RECORDED INFORMATION
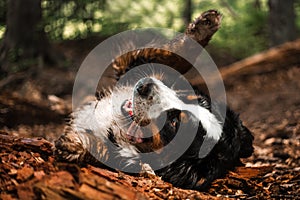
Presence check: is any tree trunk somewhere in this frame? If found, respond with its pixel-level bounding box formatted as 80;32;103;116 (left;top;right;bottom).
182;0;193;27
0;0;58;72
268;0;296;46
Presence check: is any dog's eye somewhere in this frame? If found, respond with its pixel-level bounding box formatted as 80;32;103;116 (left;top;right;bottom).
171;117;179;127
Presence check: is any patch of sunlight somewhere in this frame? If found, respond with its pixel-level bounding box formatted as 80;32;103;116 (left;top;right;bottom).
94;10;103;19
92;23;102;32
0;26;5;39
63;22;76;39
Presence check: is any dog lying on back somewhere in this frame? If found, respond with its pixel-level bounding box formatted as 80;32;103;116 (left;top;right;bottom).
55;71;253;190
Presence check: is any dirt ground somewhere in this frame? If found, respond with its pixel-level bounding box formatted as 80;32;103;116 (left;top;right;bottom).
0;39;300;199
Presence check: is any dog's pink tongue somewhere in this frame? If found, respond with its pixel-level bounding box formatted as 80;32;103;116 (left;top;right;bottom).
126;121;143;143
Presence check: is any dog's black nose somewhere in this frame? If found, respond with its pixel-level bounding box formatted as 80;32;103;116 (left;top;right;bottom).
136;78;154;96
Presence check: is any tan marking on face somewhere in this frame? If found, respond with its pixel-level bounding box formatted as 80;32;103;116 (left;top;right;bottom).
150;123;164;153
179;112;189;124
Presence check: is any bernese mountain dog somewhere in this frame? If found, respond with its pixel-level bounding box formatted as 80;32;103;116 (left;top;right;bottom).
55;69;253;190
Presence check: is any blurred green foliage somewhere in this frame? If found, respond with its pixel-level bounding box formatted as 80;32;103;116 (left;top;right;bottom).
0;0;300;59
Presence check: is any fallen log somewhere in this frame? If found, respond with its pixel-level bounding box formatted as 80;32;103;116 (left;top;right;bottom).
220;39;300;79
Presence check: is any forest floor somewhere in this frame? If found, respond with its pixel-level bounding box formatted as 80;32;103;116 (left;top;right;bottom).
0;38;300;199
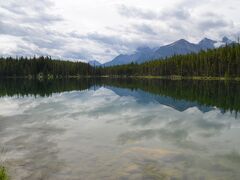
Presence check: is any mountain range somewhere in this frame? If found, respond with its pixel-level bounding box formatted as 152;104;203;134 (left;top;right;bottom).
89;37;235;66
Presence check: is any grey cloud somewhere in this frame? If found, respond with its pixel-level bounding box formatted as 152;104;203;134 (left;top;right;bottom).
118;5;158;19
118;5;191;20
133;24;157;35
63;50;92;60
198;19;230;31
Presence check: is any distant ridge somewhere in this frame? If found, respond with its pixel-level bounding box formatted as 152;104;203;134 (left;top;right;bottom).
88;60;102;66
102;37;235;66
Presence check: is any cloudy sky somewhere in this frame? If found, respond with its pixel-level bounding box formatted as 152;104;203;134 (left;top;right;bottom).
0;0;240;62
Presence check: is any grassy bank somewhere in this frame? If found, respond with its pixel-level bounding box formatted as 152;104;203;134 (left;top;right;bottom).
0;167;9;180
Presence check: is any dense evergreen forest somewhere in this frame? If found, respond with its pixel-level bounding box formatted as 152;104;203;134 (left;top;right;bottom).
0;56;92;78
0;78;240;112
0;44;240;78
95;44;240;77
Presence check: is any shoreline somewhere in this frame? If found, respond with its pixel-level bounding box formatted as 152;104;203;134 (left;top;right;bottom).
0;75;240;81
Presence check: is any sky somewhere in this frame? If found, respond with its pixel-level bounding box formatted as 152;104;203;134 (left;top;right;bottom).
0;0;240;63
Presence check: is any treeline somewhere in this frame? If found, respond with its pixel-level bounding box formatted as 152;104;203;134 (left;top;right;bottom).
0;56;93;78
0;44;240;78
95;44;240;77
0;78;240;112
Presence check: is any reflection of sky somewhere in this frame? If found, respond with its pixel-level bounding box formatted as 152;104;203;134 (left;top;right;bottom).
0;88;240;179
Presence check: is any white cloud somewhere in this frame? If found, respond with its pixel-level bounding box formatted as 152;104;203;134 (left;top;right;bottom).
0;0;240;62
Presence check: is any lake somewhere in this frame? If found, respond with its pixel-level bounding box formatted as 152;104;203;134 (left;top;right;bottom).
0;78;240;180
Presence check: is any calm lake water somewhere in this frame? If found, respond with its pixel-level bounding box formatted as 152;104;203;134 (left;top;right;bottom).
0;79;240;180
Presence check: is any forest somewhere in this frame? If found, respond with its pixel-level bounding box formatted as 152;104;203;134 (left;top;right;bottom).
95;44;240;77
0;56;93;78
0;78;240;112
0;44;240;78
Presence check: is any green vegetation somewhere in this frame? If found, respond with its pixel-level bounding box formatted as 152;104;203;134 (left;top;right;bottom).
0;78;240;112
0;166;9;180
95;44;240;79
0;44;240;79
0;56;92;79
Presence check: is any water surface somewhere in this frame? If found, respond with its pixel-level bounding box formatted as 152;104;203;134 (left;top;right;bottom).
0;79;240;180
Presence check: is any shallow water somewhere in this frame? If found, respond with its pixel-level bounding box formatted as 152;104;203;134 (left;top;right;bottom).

WHAT TO PRODUCE
Reproduce the part of the rows that opens with the line containing "Presence check: is any grey" and closes with the line containing "198;19;230;31", both lines included, adding 77 to every bounding-box coordinate in the answers.

RESULT
Presence check: is any grey cloud somewhere in this frame? If found, respond with its pixel-level bounding box formatted as 152;104;203;134 (left;top;right;bottom).
195;82;235;96
195;82;268;97
210;101;234;112
140;127;169;137
275;96;307;108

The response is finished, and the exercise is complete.